[Records drawn from a dataset]

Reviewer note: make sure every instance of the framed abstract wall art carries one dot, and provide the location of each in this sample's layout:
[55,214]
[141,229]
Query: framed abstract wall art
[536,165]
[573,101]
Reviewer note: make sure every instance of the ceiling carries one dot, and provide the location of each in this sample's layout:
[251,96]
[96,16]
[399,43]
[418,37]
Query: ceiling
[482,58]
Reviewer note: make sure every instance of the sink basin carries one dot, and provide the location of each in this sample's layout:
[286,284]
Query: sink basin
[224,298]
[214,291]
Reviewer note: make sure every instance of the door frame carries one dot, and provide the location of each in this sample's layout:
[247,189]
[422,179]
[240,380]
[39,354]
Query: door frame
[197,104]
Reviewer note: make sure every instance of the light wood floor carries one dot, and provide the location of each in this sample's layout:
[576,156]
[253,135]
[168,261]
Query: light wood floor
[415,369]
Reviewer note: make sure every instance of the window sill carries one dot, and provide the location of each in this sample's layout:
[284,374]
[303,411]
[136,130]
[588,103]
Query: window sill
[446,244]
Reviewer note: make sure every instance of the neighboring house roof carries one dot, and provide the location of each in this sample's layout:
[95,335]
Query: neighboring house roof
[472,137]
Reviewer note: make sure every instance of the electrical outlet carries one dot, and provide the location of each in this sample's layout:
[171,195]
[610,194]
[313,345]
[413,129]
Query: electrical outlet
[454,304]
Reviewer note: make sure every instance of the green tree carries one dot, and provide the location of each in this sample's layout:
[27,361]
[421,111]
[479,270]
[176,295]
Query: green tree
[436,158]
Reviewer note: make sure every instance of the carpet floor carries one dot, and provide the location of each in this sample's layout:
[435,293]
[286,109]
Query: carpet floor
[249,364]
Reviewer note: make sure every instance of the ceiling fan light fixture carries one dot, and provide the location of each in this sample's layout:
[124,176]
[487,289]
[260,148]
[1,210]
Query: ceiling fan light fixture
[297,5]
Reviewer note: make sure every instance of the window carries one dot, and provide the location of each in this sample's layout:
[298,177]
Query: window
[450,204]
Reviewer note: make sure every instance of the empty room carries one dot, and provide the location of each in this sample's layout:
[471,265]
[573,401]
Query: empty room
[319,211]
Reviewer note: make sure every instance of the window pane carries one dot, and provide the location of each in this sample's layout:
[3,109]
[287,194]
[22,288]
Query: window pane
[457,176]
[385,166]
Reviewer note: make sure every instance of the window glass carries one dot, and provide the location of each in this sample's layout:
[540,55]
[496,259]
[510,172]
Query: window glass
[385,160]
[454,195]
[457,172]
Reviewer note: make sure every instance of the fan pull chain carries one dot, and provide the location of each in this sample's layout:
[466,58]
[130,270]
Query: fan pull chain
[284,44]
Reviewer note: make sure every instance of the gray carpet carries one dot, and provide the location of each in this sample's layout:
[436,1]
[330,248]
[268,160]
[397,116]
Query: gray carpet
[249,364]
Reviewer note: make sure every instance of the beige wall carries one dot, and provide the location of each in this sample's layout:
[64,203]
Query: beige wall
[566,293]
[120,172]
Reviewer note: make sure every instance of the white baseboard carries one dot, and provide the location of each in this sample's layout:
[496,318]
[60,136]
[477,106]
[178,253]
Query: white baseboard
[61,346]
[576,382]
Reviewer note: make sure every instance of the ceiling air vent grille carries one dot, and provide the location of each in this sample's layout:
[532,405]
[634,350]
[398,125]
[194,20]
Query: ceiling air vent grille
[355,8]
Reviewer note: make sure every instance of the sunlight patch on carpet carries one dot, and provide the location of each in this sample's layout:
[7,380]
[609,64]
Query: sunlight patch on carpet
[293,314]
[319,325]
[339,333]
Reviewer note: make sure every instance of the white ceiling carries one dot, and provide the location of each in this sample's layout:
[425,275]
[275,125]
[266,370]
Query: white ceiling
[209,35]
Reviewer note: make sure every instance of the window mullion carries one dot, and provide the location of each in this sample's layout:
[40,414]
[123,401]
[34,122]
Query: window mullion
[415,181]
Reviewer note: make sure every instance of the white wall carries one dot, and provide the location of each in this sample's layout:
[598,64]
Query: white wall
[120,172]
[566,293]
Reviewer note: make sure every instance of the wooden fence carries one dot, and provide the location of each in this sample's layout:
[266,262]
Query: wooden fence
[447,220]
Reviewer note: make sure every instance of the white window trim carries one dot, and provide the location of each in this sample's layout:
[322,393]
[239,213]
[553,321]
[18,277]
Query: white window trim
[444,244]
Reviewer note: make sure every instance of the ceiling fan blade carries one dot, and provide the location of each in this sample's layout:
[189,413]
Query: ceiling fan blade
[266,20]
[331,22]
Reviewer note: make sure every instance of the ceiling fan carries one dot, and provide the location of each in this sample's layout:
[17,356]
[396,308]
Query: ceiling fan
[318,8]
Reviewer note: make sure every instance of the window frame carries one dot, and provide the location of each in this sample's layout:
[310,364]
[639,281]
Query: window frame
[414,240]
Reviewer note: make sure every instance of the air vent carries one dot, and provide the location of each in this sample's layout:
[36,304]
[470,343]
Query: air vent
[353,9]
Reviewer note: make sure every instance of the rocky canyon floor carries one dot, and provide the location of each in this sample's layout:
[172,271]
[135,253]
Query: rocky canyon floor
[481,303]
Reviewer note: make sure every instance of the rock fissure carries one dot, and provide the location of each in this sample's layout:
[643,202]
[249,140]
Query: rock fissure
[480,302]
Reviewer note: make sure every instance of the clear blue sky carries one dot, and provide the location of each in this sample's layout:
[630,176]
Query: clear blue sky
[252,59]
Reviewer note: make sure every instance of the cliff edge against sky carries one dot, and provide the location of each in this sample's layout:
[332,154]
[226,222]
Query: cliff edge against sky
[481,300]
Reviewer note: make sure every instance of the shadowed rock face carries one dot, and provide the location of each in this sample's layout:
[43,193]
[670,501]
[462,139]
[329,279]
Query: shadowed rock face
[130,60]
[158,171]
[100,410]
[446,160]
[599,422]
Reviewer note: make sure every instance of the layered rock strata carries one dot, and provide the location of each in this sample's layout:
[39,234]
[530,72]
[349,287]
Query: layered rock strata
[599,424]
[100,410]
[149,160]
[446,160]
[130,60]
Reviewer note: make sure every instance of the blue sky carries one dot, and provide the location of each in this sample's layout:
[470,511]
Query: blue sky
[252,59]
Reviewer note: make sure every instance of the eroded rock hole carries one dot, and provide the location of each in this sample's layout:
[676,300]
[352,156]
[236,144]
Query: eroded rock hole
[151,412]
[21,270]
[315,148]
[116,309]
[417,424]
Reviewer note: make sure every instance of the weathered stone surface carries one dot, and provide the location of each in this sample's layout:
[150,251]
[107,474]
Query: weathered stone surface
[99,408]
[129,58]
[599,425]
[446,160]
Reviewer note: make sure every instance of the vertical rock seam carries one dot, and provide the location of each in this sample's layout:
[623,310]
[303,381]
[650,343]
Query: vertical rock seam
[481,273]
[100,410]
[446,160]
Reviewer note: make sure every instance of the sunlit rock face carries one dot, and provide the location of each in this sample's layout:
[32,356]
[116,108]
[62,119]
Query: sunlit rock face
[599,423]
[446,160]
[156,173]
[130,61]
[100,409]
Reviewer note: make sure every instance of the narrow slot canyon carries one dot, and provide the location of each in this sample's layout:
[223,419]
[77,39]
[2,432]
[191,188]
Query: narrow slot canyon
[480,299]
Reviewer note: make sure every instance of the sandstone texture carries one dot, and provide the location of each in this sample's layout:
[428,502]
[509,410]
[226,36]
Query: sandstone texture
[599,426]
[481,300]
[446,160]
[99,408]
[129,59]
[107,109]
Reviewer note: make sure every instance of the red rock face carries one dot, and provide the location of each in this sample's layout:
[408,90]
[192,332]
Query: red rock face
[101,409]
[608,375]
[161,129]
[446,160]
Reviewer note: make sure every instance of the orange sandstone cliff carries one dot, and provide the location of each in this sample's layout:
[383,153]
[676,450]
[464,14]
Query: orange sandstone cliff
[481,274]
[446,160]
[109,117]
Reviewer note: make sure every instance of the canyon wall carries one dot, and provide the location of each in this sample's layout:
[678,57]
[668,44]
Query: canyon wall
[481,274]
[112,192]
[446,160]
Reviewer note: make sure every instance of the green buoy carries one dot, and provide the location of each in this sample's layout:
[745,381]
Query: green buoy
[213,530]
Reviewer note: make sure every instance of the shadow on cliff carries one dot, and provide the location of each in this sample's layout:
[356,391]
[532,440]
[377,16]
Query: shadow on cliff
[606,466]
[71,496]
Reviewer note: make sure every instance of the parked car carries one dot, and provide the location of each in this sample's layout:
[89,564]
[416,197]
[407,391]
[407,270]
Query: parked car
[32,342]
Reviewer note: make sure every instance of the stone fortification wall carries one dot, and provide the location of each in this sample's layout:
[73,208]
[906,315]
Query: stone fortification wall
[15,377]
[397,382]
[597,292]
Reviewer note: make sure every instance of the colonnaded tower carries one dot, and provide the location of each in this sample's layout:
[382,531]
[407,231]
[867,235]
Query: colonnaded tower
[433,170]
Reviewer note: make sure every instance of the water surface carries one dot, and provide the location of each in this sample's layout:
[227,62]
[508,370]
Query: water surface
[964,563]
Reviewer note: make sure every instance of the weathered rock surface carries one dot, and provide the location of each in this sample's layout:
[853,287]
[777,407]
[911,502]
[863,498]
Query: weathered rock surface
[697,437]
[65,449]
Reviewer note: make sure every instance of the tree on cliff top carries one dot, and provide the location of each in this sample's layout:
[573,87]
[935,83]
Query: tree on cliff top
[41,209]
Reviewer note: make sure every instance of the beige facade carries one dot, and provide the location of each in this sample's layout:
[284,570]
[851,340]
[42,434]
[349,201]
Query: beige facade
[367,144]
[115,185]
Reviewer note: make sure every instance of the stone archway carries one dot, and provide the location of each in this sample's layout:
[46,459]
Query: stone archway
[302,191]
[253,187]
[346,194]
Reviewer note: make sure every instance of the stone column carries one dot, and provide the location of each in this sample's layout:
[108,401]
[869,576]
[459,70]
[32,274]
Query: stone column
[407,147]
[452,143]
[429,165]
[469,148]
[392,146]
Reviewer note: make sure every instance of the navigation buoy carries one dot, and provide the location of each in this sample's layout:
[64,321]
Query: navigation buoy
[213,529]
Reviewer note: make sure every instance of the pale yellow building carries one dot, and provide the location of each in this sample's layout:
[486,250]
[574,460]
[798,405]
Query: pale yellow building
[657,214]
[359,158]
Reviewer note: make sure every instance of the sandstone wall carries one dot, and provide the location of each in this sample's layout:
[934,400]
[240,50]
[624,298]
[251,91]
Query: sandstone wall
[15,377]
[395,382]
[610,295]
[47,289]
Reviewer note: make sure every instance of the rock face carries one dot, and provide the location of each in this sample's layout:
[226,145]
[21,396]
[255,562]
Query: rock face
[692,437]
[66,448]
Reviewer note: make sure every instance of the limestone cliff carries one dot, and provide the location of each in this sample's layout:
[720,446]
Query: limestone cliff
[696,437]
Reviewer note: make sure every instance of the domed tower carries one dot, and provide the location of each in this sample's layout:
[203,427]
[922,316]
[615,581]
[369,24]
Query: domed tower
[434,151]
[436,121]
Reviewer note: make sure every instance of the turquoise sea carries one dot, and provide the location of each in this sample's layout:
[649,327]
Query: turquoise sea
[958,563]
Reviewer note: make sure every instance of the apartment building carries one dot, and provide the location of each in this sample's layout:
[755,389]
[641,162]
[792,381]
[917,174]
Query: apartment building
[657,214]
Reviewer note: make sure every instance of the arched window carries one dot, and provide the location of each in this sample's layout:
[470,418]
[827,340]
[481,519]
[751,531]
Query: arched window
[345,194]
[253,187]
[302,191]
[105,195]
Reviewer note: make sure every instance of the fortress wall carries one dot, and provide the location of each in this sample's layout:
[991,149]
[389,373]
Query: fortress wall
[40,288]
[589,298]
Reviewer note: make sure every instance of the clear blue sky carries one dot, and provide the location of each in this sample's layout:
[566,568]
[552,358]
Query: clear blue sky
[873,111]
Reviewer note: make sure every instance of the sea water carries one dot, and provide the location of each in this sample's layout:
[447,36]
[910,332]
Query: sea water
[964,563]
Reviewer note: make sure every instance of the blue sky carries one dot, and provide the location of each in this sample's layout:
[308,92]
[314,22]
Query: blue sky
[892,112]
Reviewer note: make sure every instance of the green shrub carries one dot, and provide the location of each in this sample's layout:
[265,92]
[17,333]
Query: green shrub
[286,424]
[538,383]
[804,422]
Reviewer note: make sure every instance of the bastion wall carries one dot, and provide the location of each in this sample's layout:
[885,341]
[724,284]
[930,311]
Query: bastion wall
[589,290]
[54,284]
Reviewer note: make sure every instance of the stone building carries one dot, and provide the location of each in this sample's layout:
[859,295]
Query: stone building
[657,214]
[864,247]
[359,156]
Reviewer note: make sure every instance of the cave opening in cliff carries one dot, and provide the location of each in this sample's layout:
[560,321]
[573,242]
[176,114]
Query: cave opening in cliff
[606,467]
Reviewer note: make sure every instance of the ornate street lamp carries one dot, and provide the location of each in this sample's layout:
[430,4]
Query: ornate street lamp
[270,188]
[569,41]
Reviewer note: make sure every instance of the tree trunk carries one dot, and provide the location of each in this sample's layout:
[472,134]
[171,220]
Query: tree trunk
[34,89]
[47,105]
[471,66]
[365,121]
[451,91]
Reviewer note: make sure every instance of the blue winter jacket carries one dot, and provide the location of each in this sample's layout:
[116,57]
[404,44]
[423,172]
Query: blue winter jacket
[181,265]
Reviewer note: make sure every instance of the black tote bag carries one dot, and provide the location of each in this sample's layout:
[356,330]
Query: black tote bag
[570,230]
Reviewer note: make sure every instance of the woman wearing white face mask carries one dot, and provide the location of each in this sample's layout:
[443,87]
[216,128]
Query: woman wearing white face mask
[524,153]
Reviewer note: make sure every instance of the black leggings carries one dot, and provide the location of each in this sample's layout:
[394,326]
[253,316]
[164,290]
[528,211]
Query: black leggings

→ What is required
Go line by line through the records and copy those that contain the word "leggings".

→ Result for this exercise
Reviewer note: make sure every instance of the black leggings carries one dot, and provide the location of each in this sample's layout:
Query: black leggings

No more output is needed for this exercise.